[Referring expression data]
┌──
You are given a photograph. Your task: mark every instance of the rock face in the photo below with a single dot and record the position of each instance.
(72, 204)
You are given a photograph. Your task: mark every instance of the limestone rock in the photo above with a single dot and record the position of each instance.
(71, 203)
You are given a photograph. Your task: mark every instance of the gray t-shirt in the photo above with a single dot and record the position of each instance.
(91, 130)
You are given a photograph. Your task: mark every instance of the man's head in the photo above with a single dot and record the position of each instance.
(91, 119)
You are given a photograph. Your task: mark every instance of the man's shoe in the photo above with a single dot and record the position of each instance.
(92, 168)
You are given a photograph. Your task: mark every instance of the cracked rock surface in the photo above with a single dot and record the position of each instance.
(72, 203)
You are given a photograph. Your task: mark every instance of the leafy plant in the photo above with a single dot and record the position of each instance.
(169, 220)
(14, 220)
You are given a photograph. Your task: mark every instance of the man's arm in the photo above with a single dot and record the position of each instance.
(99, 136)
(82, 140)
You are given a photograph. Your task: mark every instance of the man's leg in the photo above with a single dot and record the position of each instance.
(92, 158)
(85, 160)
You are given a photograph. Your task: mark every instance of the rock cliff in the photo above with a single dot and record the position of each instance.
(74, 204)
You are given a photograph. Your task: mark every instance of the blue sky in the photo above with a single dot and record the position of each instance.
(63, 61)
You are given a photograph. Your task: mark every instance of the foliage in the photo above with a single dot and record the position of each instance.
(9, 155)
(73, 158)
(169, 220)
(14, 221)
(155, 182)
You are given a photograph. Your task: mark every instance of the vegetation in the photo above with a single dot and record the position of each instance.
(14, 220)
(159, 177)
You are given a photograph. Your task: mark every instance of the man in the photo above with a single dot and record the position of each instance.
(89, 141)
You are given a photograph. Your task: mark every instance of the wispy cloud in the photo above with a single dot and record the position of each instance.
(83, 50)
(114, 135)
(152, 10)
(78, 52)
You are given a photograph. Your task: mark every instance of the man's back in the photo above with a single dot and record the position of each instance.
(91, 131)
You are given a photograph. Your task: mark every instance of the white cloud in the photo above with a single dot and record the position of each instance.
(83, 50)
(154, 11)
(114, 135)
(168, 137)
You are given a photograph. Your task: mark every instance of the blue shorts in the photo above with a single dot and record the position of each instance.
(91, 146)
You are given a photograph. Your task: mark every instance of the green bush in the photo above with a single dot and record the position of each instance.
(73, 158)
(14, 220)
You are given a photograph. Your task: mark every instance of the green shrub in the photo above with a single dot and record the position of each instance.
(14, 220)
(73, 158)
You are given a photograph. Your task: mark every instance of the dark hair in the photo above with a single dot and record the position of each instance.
└──
┌──
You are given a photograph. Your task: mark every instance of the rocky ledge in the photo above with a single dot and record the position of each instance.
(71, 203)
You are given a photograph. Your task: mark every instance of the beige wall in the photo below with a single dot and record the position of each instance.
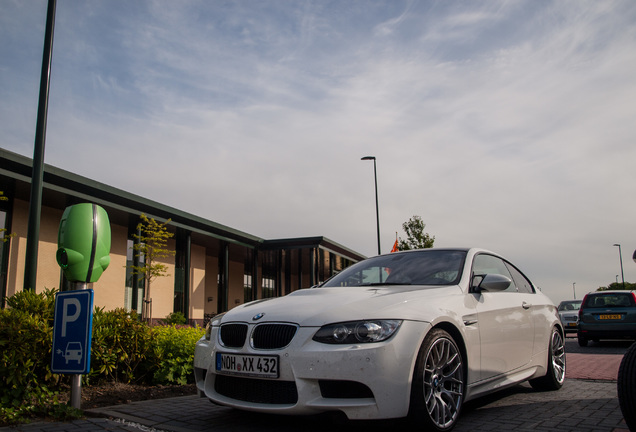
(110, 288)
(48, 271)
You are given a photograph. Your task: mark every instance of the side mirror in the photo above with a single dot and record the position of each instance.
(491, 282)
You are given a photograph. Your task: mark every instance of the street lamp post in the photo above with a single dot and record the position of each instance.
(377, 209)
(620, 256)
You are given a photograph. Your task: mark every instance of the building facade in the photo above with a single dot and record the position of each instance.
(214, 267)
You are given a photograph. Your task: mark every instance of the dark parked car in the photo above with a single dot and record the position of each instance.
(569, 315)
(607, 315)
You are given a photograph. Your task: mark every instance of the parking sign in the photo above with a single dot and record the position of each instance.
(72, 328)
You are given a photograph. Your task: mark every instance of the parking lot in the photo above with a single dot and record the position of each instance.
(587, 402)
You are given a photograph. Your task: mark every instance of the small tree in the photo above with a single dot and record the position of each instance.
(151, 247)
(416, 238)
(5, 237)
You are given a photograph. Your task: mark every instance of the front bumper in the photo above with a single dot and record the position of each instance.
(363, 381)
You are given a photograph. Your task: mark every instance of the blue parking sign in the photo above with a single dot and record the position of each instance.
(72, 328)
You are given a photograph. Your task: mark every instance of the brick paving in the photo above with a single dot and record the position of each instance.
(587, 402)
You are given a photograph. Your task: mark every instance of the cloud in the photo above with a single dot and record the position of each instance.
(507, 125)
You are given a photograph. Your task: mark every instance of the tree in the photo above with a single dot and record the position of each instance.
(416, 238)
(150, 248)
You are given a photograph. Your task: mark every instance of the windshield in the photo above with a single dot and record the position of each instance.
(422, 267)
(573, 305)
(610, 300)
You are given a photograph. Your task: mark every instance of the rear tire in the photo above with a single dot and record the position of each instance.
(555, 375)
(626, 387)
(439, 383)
└──
**Directions for this task:**
Beginning at the line above with "the blue shorts" and finishing at the line with "the dark hair", return each line exactly and return nothing else.

**Answer space:**
You are given a photograph. Your task: mark every instance of the blue shorts in the photo above with a single dot and record the position of each instance.
(91, 146)
You are given a photograph. Your task: mark every instance of the green bush in the photo above with a single dot and record the position of each instance.
(73, 158)
(14, 220)
You are given a photograph. Your task: mark every instance of the green shrub in the photo above with a single dot and record the position of each instance.
(14, 220)
(73, 158)
You are given a photograph. Your task: mark every instance of the dark hair in the photo above with a single dot and record the position of each instance.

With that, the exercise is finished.